### What to work on:
Rewrite the ecliptic text starting at "In Tradition" and ending at "geometric celestial-sphere model.", putting "methods" wherever "schemes" occurs.

------ Text to read

Ecliptic (Babylonian-Stratum)
Definition
The ecliptic is the path the Sun appears to trace against the background stars over a year. Picture it as a great circle on the dome of the sky, tilted about 23.4° from the celestial equator — the projection of Earth's own equator into space. Every planet stays within a narrow band on either side of this circle. Babylonian astronomy used a band of bright reference stars near the ecliptic, known as the Normal Stars, but never described the ecliptic as a geometric great circle on a model of the celestial sphere.
In Tradition
Read at the Babylonian stratum, Rochberg shows the Babylonian ecliptic worked as a system for fixing positions, not a geometric great circle. Two schemes ran side by side. The first used about thirty-four Normal Stars in a narrow band around the ecliptic, recording a planet's place in cubits and fingers from those stars. The second was the twelve-segment mathematical zodiac — each segment 30°, counted from Aries 0°. Neither needed a geometric celestial-sphere model.
In Practice
For a historian tracing how the idea travelled, the Babylonian handling of the ecliptic stands in clear contrast with the later geometric astronomy of the Greeks. From the 5th century BCE onward, Babylonian astronomers recorded a planet's place as an offset from a Normal Star, in linear units — a cubit roughly 2°, a finger one-twelfth of a degree. That is pure observational pointing-data, with no recourse to sphere geometry. The conceptual leap that made horoscopy possible was reducing the eighteen MUL.APIN "stars in the path of the moon" to twelve equal 30° signs, around the 5th century BCE: this produced a clean mathematical reference grid covering the full 360°. Greek astronomy — Eudoxus, Hipparchus, Ptolemy — inherited that mathematical zodiac and then added what the Babylonian foundation lacked: the geometric celestial-sphere model, a measured tilt of the ecliptic (23°51′ in Ptolemy), and the tropical-versus-sidereal distinction that precession creates.

------------
------ Excerpted data

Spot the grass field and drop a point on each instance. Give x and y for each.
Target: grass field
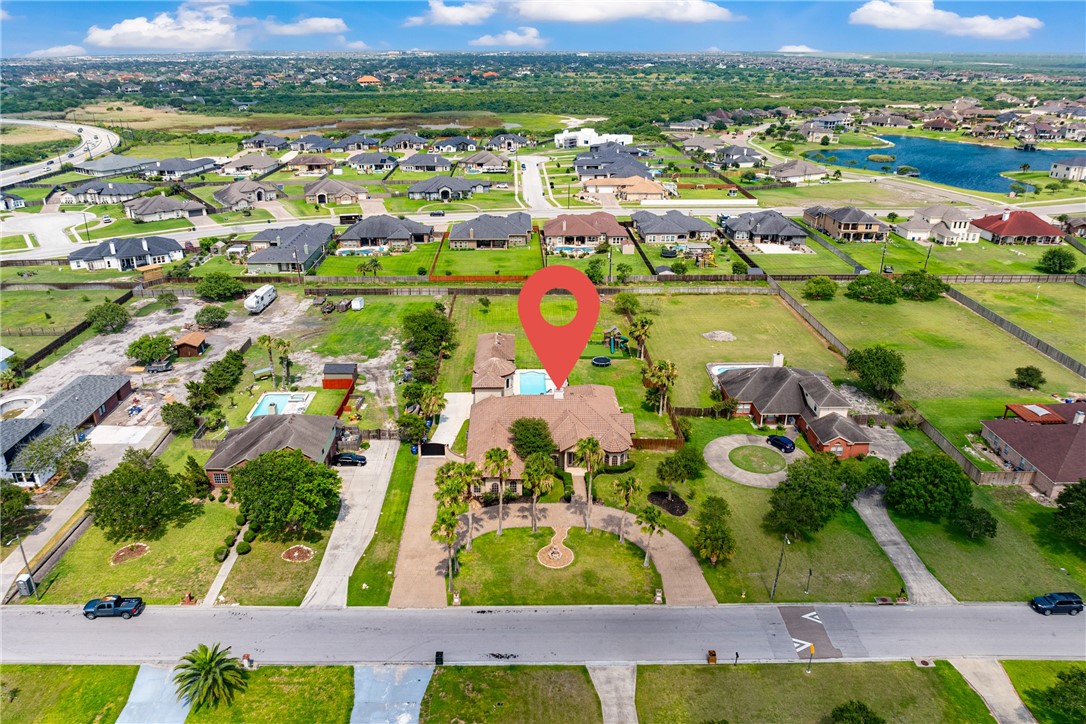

------------
------ Excerpted data

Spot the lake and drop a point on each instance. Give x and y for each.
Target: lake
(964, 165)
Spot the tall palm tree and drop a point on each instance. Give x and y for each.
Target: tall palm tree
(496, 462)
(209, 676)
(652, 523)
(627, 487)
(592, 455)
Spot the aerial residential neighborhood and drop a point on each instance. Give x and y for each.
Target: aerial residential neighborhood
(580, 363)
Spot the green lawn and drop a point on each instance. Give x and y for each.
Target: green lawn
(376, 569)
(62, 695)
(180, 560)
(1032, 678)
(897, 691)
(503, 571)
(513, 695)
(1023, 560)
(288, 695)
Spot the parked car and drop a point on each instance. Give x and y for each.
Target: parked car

------------

### Final result:
In Tradition
Read at the Babylonian stratum, Rochberg shows the Babylonian ecliptic worked as a system for fixing positions, not a geometric great circle. Two methods ran side by side. The first used about thirty-four Normal Stars in a narrow band around the ecliptic, recording a planet's place in cubits and fingers from those stars. The second was the twelve-segment mathematical zodiac — each segment 30°, counted from Aries 0°. Neither needed a geometric celestial-sphere model.